Data to process>
====

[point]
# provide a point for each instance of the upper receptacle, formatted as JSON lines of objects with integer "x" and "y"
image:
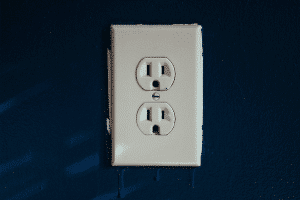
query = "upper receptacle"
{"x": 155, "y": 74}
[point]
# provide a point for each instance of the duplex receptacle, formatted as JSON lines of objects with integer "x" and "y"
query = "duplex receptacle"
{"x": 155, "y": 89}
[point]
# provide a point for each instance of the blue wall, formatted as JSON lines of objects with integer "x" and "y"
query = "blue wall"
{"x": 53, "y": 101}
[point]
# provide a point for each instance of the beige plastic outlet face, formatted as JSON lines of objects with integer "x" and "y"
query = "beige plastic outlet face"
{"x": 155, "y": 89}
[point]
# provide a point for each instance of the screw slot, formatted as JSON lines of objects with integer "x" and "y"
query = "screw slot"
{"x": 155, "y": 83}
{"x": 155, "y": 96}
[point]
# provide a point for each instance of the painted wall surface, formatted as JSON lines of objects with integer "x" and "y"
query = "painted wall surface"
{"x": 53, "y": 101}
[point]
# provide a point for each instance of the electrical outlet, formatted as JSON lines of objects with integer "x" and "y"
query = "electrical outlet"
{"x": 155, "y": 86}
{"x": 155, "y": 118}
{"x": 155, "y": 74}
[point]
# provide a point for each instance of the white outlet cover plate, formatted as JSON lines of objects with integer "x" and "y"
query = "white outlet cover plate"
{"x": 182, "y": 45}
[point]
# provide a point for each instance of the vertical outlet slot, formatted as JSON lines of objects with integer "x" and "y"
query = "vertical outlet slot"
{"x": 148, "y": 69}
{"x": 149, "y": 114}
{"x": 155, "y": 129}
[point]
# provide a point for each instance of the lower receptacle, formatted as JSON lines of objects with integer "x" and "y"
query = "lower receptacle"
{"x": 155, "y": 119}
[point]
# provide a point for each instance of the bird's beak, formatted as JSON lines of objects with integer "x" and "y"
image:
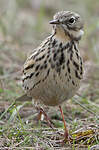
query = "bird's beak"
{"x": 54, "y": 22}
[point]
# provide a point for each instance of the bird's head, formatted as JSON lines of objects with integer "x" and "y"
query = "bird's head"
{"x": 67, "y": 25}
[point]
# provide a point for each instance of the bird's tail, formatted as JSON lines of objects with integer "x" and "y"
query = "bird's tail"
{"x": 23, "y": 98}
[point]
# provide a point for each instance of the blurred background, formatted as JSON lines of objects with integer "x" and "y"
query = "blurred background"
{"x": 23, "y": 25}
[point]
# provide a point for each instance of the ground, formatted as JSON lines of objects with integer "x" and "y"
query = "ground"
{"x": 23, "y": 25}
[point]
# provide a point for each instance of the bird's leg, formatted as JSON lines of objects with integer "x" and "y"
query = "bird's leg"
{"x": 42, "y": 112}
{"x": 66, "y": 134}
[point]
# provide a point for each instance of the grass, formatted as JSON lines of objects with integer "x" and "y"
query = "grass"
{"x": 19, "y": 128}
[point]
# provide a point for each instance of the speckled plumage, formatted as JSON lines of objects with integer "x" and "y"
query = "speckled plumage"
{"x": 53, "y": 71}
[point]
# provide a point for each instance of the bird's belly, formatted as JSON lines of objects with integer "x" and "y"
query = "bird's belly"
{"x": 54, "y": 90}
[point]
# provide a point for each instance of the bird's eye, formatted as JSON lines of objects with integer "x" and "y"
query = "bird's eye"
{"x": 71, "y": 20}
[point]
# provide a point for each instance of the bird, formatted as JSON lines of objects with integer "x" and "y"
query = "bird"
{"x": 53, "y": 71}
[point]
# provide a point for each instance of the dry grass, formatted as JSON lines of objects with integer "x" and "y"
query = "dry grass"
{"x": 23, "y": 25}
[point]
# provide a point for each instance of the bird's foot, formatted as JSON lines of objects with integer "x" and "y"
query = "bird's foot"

====

Pull out every line of the records above that contains the string "slot", keeping the lines in their original order.

# provide a point for each instance of the screw slot, formatted as JSON lines of objects with integer "x" and "y"
query = "screw slot"
# provide a point for each instance of the vertical outlet slot, formatted as JSON lines of objects with integer "x" and "y"
query = "vertical outlet slot"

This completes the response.